### EXERCISE
Return the lines of the listing unchanged, beginning at its first line and stopping after the line that contains "[(79, 81), (82, 80), (82, 78), (73, 78), (73, 80)]".

-*-

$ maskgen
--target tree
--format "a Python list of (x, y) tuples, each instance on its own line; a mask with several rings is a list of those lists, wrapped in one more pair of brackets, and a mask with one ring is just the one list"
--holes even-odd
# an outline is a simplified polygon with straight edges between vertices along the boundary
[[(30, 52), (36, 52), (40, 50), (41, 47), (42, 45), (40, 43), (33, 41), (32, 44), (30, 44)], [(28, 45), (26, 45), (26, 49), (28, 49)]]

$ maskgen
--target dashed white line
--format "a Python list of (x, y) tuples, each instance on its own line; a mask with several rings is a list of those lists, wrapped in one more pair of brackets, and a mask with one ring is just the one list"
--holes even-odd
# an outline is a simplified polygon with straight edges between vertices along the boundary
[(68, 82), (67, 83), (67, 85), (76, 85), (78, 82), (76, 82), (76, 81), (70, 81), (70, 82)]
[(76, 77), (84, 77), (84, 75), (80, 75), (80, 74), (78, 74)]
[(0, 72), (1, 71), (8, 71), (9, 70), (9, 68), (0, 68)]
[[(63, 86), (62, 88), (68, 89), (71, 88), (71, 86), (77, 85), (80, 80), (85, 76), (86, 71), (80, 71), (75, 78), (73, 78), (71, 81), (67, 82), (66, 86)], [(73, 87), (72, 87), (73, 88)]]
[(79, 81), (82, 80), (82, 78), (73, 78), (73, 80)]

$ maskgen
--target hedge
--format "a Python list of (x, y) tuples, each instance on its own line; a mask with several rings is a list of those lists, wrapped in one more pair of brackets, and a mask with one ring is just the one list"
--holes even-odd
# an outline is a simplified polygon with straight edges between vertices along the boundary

-*-

### RESULT BELOW
$ maskgen
--target tree
--format "a Python list of (x, y) tuples, each instance on its own line; a mask with several rings is a list of those lists, wrapped in one more pair of brackets, and a mask with one ring is just the one list"
--holes even-odd
# an outline is a simplified polygon with straight edges between vertices along the boundary
[[(30, 52), (36, 52), (40, 50), (41, 47), (42, 45), (40, 43), (33, 41), (32, 44), (30, 44)], [(28, 45), (26, 45), (26, 49), (28, 49)]]

$ maskgen
--target dashed white line
--format "a Python list of (x, y) tuples, each instance on its own line; a mask with several rings is a list of those lists, wrapped in one more pair of brackets, and a mask with one ring is just the one list"
--holes even-odd
# an outline is a simplified polygon with straight edges between vertices along the boundary
[(68, 82), (67, 83), (67, 85), (76, 85), (78, 82), (76, 82), (76, 81), (70, 81), (70, 82)]
[(76, 77), (84, 77), (84, 75), (80, 75), (80, 74), (78, 74)]
[(0, 72), (1, 71), (8, 71), (9, 70), (9, 68), (0, 68)]
[[(63, 86), (62, 88), (68, 89), (71, 88), (71, 86), (77, 85), (80, 80), (85, 76), (86, 71), (80, 71), (75, 78), (73, 78), (71, 81), (67, 82), (66, 86)], [(73, 87), (72, 87), (73, 88)]]
[(79, 81), (82, 80), (82, 78), (73, 78), (73, 80)]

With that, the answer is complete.